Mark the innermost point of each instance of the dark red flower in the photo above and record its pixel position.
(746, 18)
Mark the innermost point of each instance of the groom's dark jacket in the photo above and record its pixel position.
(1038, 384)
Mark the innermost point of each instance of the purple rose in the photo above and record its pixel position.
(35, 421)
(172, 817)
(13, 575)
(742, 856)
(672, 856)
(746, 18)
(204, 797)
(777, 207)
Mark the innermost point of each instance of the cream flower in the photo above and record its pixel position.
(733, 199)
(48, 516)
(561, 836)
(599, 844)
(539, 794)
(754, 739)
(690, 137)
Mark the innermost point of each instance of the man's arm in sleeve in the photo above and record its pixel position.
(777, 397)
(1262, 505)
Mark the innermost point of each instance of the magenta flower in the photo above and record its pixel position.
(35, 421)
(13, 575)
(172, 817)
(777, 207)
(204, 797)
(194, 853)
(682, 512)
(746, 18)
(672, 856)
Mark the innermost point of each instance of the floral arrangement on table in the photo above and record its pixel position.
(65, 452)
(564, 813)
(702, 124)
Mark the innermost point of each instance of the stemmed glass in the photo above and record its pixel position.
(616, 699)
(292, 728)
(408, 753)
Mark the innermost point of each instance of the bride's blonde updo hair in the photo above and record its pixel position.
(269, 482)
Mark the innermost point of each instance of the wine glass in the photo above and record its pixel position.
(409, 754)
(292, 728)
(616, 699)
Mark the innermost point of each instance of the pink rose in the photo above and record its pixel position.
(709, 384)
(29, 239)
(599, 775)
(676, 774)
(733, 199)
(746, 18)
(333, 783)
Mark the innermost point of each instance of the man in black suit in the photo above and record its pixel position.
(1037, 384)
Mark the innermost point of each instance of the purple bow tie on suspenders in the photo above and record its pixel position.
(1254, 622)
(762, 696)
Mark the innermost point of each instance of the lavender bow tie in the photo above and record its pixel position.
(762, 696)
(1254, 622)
- - -
▶ _THE REQUEST_
In the records above, return only the line that contains "Mark the innermost point of each instance of the man's" and every line after it through the last, exactly as they appear.

▶ _SOLUTION BELOW_
Mark the innermost point of each instance of the man's arm in sleeve in the photo above and record its pixel position.
(777, 397)
(1262, 505)
Mark the innermost point of each instance of the magenta flower in the photo above and record its pixel position.
(35, 421)
(13, 575)
(172, 817)
(777, 207)
(204, 797)
(194, 853)
(682, 512)
(746, 18)
(672, 856)
Mark the innermost point of each instance of the floral arrangement on table in the photo above and record its pixel position.
(65, 452)
(564, 813)
(702, 124)
Mark the innermost point of each instance of the stemmed glass in the photo above and record its pixel position.
(616, 699)
(292, 728)
(408, 753)
Mark the innermost point of each instance of the bride's blonde updo hair in the photo above and record its pixel position.
(269, 482)
Mark the innermost point of each instance of the wine glass in the photo above and record its pixel position.
(409, 754)
(292, 728)
(616, 699)
Mark the innermost point of each instance of the pink rose in the photo above and record its pixel position.
(709, 384)
(29, 239)
(599, 775)
(676, 774)
(733, 199)
(746, 18)
(333, 783)
Mark the innermost point of each instance of the man in black suit in the photo above and record its pixel position.
(1037, 384)
Mark the innermost point of each instance of the purple bow tie on suspenders in the photo above and record its pixel position.
(1254, 622)
(762, 696)
Mark the innermost point of each instance of the lavender bow tie in the photo above and record its pixel position.
(762, 696)
(1254, 622)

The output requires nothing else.